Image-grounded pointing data
----------
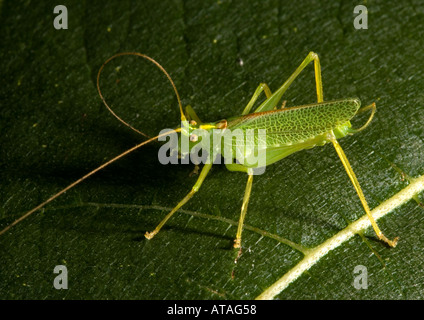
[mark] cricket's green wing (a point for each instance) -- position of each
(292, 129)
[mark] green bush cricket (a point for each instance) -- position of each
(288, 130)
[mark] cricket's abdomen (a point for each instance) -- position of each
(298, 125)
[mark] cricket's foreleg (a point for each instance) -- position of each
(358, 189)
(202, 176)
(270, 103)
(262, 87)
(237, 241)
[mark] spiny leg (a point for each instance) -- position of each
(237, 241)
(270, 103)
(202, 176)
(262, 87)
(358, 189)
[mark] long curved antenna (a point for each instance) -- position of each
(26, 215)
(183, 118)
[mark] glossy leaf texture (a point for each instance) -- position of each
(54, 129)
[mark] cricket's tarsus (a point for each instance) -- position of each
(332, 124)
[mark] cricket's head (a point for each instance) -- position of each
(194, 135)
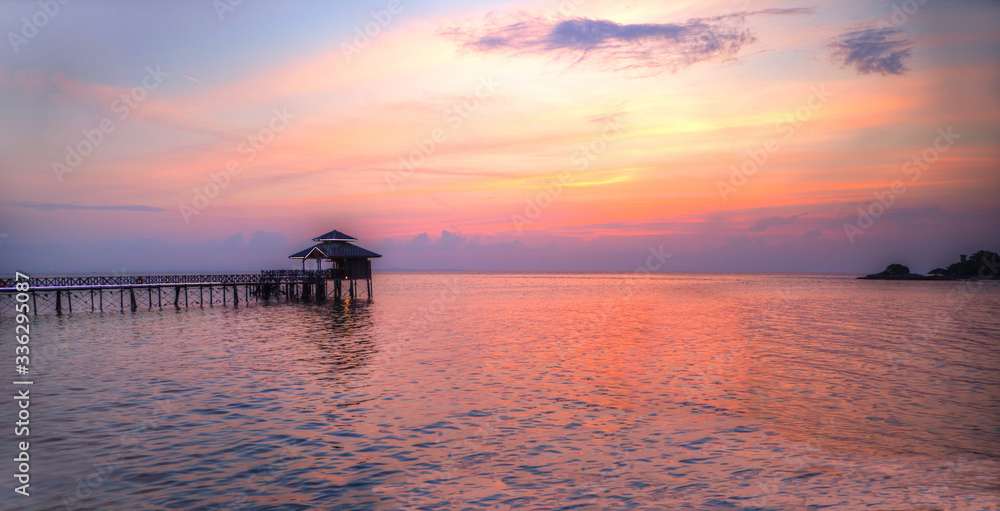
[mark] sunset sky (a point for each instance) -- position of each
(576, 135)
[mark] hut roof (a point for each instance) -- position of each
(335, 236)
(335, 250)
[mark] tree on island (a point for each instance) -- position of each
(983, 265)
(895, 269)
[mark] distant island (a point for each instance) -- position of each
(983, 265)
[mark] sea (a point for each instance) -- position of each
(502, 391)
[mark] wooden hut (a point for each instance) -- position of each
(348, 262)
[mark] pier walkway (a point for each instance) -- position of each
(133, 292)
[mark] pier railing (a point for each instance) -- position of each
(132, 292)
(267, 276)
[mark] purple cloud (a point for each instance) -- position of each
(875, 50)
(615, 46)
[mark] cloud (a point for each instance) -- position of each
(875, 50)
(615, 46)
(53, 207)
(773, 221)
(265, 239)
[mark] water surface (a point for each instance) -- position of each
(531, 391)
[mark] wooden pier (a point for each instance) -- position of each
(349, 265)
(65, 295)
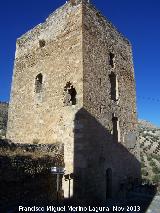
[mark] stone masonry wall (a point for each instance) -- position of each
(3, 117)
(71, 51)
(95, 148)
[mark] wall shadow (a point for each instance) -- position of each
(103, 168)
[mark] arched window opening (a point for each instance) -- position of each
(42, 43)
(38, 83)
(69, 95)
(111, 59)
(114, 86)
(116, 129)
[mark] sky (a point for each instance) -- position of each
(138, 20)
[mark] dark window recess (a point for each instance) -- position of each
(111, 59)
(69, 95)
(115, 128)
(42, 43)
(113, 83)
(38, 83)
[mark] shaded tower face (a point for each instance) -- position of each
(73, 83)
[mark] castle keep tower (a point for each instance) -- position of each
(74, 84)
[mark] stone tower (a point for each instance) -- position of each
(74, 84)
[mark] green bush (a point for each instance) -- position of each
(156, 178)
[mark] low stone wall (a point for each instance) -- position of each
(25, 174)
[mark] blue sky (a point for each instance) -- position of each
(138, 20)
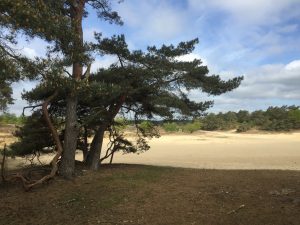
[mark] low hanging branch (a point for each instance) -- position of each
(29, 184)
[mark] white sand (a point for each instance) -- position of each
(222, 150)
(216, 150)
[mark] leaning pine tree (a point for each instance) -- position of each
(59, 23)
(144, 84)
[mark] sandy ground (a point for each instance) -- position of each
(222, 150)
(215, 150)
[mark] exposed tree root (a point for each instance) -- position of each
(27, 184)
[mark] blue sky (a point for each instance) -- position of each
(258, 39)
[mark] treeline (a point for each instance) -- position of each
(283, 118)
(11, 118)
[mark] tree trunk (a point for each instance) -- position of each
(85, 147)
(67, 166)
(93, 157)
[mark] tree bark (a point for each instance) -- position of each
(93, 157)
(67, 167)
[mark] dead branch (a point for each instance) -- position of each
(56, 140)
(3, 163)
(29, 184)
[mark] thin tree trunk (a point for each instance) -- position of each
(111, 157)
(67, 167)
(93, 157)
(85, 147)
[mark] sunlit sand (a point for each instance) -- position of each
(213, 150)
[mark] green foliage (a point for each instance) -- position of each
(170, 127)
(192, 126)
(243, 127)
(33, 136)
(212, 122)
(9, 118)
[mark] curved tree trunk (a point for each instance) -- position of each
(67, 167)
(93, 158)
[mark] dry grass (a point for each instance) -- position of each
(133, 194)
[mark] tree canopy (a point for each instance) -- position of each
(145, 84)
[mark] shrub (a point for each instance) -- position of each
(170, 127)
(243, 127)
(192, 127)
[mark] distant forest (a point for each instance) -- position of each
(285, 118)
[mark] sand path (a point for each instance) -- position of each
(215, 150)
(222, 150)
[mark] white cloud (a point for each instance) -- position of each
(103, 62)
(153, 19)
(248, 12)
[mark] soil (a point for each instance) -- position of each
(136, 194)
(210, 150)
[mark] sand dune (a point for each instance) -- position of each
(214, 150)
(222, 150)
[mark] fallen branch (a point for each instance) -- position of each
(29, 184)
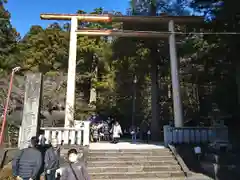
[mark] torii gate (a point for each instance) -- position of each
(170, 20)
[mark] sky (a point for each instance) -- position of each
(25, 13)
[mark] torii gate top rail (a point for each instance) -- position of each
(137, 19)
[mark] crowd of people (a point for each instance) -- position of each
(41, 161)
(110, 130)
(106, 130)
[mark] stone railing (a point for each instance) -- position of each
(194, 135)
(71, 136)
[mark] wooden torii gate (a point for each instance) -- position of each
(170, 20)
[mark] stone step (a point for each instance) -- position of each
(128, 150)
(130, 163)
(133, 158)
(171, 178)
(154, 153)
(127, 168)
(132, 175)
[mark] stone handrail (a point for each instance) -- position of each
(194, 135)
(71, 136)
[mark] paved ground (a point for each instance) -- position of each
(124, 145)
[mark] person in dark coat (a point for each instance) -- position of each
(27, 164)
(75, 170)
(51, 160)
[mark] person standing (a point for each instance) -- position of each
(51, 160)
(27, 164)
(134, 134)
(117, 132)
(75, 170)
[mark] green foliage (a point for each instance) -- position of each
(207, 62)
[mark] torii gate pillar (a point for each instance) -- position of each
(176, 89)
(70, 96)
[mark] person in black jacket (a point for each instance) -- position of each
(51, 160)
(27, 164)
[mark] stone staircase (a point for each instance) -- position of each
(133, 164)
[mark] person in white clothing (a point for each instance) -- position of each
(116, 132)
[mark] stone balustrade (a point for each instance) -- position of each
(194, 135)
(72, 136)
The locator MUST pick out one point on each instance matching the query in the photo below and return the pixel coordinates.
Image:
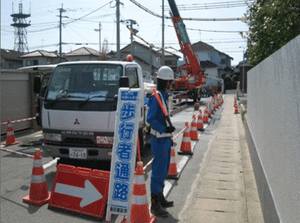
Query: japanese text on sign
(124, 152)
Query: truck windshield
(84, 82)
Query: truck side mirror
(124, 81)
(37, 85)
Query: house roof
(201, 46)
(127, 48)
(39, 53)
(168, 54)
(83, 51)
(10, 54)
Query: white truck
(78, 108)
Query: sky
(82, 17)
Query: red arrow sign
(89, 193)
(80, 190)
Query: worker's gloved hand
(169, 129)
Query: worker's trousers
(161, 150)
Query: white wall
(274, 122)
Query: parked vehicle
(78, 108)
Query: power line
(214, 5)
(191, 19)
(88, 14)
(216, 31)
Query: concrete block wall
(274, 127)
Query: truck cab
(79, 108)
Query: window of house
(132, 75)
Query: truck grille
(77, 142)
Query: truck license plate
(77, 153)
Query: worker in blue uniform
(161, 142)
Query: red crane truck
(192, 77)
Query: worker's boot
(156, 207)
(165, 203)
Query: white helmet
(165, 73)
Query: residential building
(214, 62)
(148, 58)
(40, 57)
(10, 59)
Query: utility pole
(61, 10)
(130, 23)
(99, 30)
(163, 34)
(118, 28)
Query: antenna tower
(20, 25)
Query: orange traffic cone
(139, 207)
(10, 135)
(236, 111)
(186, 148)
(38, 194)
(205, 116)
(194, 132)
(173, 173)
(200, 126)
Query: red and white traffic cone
----------
WHAT IS BEING ASKED: Copy the records exactly as they appear, excluding images.

OUTPUT FOR THIS TASK:
[mark] cricket's green wing (a point for each instance) -- position of each
(292, 129)
[mark] green bush cricket (a point for each instance) -- position of each
(288, 130)
[mark] cricket's abdomen (a point for each instance) -- position of each
(298, 125)
[mark] cricket's foreleg (a point for each instance) -- position of each
(358, 189)
(202, 176)
(270, 103)
(262, 87)
(237, 241)
[mark] spiny leg (a point for each instance) -- position of each
(237, 241)
(270, 103)
(202, 176)
(262, 87)
(358, 189)
[mark] long curved antenna (a point for each instance) -- position of each
(26, 215)
(183, 118)
[mark] glossy leaf texture (a point for each instance) -- position of each
(54, 129)
[mark] cricket's tarsus (a point for each instance) -- position of each
(332, 124)
[mark] cricket's head (a point for each instance) -- position of each
(194, 135)
[mark] sunset sky (a point for each instance) -- position of each
(576, 135)
[mark] hut roof (a point for each instance) -- position of each
(335, 236)
(335, 250)
[mark] tree on island (a point for each instance) -- position of each
(983, 265)
(895, 269)
[mark] distant island (a point for each instance) -- position of each
(983, 265)
[mark] sea (a point for each instance) -- position of each
(502, 391)
[mark] wooden hut (a point for each instance) -- position of each
(348, 262)
[mark] pier walkway (a point for each instance) -- position of each
(133, 292)
[mark] pier railing (a point for each instance) -- position of each
(132, 292)
(267, 276)
[mark] purple cloud (a point for each instance) -- position of each
(875, 50)
(615, 46)
[mark] cloud (a point for each instance) -- position of each
(875, 50)
(615, 46)
(53, 207)
(773, 221)
(265, 239)
[mark] water surface (a point for each instance) -- position of each
(531, 391)
[mark] wooden pier (a point for each instance) -- position of each
(349, 265)
(65, 295)
[mark] stone masonry wall (a point for each instance) -- position of each
(3, 117)
(71, 51)
(95, 148)
[mark] wall shadow (a point for each instance) -- position of each
(103, 168)
[mark] arched window opening (a point for each instance) -- position of each
(42, 43)
(38, 83)
(69, 95)
(111, 59)
(114, 86)
(116, 129)
[mark] sky (a point for each instance) -- position of each
(138, 20)
[mark] dark window recess (a point for each instance) -- position of each
(111, 59)
(69, 95)
(115, 128)
(42, 43)
(113, 83)
(38, 83)
[mark] shaded tower face (a point for each instance) -- position of each
(73, 83)
[mark] castle keep tower (a point for each instance) -- position of each
(74, 84)
[mark] stone tower (a point for each instance) -- position of each
(74, 84)
[mark] green bush (a point for each instance) -- position of each
(156, 178)
[mark] low stone wall (a point for each instance) -- position of each
(25, 174)
[mark] blue sky (a point for each instance) -- position of each
(138, 20)
[mark] low hanging branch (a point for each instance) -- position of each
(29, 184)
[mark] white sand (a point for each instance) -- position of each
(222, 150)
(216, 150)
[mark] leaning pine tree (a point for each instance) -- position of each
(59, 23)
(144, 84)
[mark] sandy ground (a point for each instance) -- position of each
(222, 150)
(215, 150)
[mark] exposed tree root (a point for each instance) -- position of each
(27, 184)
[mark] blue sky (a point for each instance) -- position of each
(258, 39)
[mark] treeline (a point for each instance) -- position of each
(283, 118)
(11, 118)
[mark] tree trunk (a point for each instance) -- position of each
(85, 147)
(67, 166)
(93, 157)
[mark] tree bark (a point for each instance) -- position of each
(93, 157)
(67, 167)
[mark] dead branch (a point for each instance) -- position of each
(56, 140)
(3, 163)
(29, 184)
[mark] thin tree trunk (a point for each instance) -- position of each
(111, 157)
(67, 167)
(93, 157)
(85, 147)
[mark] sunlit sand (a point for each instance) -- position of each
(213, 150)
[mark] green foliage (a point for each instance) -- position of each
(170, 127)
(192, 126)
(243, 127)
(33, 136)
(212, 122)
(9, 118)
[mark] curved tree trunk (a point for each instance) -- position of each
(67, 167)
(93, 158)
[mark] dry grass (a point for each instance) -- position of each
(133, 194)
[mark] tree canopy (a point for each instance) -- position of each
(145, 84)
[mark] shrub (a point for each instance) -- position of each
(170, 127)
(243, 127)
(192, 127)
[mark] distant forest (a point for each instance) -- position of each
(285, 118)
[mark] sand path (a point for each instance) -- position of each
(215, 150)
(222, 150)
[mark] white cloud (a point for each instance) -- position of each
(103, 62)
(153, 19)
(248, 12)
[mark] soil (a point for each instance) -- position of each
(136, 194)
(210, 150)
[mark] sand dune (a point for each instance) -- position of each
(214, 150)
(222, 150)
[mark] fallen branch (a point for each instance) -- position of each
(29, 184)
[mark] torii gate (a point for each instance) -- position of each
(170, 20)
[mark] sky (a point for each instance) -- position of each
(25, 13)
[mark] torii gate top rail (a point for each instance) -- position of each
(137, 19)
[mark] crowd of people (a point for each instance) -- position of each
(41, 161)
(110, 130)
(106, 130)
[mark] stone railing (a point for each instance) -- position of each
(194, 135)
(71, 136)
[mark] wooden torii gate (a point for each instance) -- position of each
(170, 20)
[mark] stone step (a point for each instance) -- position of each
(128, 150)
(130, 163)
(133, 158)
(171, 178)
(154, 153)
(127, 168)
(132, 175)
[mark] stone handrail (a point for each instance) -- position of each
(194, 135)
(71, 136)
[mark] paved ground (a point for each instance) -- position of each
(124, 145)
[mark] person in dark coat (a point for each instance) -- position of each
(27, 164)
(75, 170)
(51, 160)
[mark] person standing (a point for each instance) -- position of each
(51, 160)
(27, 164)
(134, 134)
(117, 132)
(75, 170)
[mark] green foliage (a point for each instance) -- position of each
(207, 62)
[mark] torii gate pillar (a point for each instance) -- position of each
(176, 89)
(70, 96)
[mark] person in black jacket (a point for each instance) -- position of each
(51, 160)
(27, 164)
[mark] stone staircase (a point for each instance) -- position of each
(133, 164)
[mark] person in white clothing (a point for each instance) -- position of each
(116, 132)
[mark] stone balustrade (a point for each instance) -- position of each
(194, 135)
(72, 136)
The locator MUST pick out one point on each instance matching the query in the photo below and return the pixel coordinates.
Image:
Query: japanese text on sign
(124, 152)
Query: truck windshield
(84, 82)
Query: truck side mirror
(124, 81)
(37, 85)
Query: house roof
(201, 46)
(127, 48)
(39, 53)
(168, 54)
(83, 51)
(10, 54)
Query: white truck
(78, 108)
Query: sky
(82, 17)
Query: red arrow sign
(89, 193)
(80, 190)
Query: worker's gloved hand
(169, 129)
Query: worker's trousers
(161, 150)
Query: white wall
(274, 122)
Query: parked vehicle
(78, 108)
Query: power line
(214, 5)
(191, 19)
(88, 14)
(216, 31)
Query: concrete block wall
(274, 127)
Query: truck cab
(79, 108)
Query: window of house
(132, 75)
Query: truck grille
(77, 142)
Query: truck license plate
(77, 153)
Query: worker in blue uniform
(161, 142)
Query: red crane truck
(192, 77)
Query: worker's boot
(156, 207)
(165, 203)
Query: white helmet
(165, 73)
Query: residential building
(214, 62)
(148, 58)
(40, 57)
(10, 59)
Query: utility pole
(61, 10)
(130, 23)
(99, 30)
(163, 34)
(118, 28)
Query: antenna tower
(20, 25)
Query: orange traffic cone
(139, 207)
(10, 135)
(236, 111)
(186, 148)
(38, 194)
(205, 116)
(194, 132)
(173, 173)
(200, 126)
Query: red and white traffic cone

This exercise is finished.